## DOCUMENT SEGMENT
"""
News Releases

Workforce Development/Missouri Job Center News Releases

Posted on: July 11, 2016

Zone Blitz initiative promotes community unity



What began 18 months ago as a look at crime statistics, has turned into a multi-pronged initiative that City leaders believe has the ability to unite Springfieldians in a common crusade to improve quality of life through the simple act of neighbors helping neighbors.

In early 2015, City staff were reviewing crime data, when they wondered what it might look like to review additional information from various focus areas, such as health indicators, median household income, voting patterns, and unemployment, and map those in a similar way that the police department does for crime. The results were compelling enough to interest everyone from church pastors to daycare workers.

“The 20 heat maps we created from the data we collected gave us insights into the challenges and opportunities we face, and eventually became the fuel for what has evolved into one of Springfield’s most comprehensive and collaborative efforts to initiate positive change,” said City Manager Greg Burris.

The effort is called the Community Listen Zone Blitz and involves nearly 200 community partner organizations and 300 volunteers. And it’s just now really getting started.

After creating the heat maps, the City of Springfield teamed up in May 2015 with an initial group of 40 community partner organizations, such as Springfield Public Schools, health care systems, banking institutions, nonprofits and members of the faith community to hear directly from residents what they liked best about their neighborhoods and what they most wanted to change within their neighborhoods.
"""
## RAW DATA
"""
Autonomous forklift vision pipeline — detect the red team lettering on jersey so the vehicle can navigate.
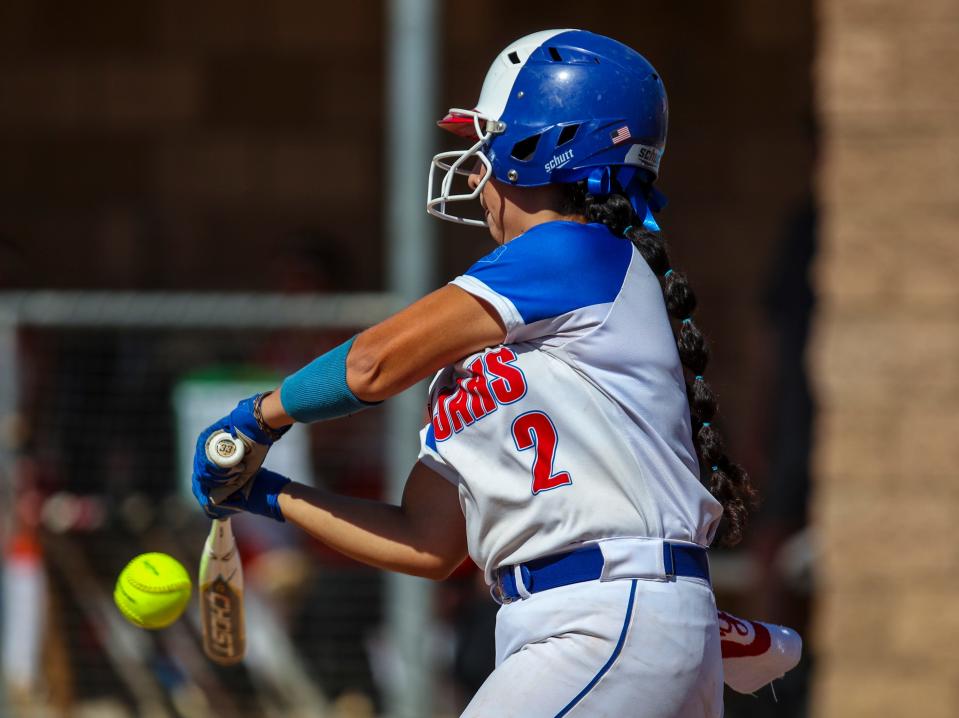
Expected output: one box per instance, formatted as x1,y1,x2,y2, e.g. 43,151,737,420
"""
## PROBLEMS TO WORK ON
(A) Answer these questions about the Zone Blitz news release, one per line:
(i) How many heat maps did the City create from the data it collected?
(ii) How many community partner organizations and volunteers does the Community Listen Zone Blitz involve?
(iii) In what month and year did the City team up with an initial group of 40 community partner organizations?
(B) Condense the paragraph of the Zone Blitz news release that opens with "In early 2015, City staff were reviewing crime data" into one shorter sentence that keeps its main facts.
(C) List every focus area the Zone Blitz news release names as additional information that City staff considered mapping alongside crime data.

## CORRECT ANSWERS
(A)
(i) 20 heat maps.
(ii) Nearly 200 community partner organizations and 300 volunteers.
(iii) May 2015.

(B) In early 2015, while reviewing crime data, City staff decided to map information from other focus areas, such as health indicators, median household income, voting patterns, and unemployment, the way the police department maps crime, and the results interested everyone from church pastors to daycare workers.

(C)
- Health indicators
- Median household income
- Voting patterns
- Unemployment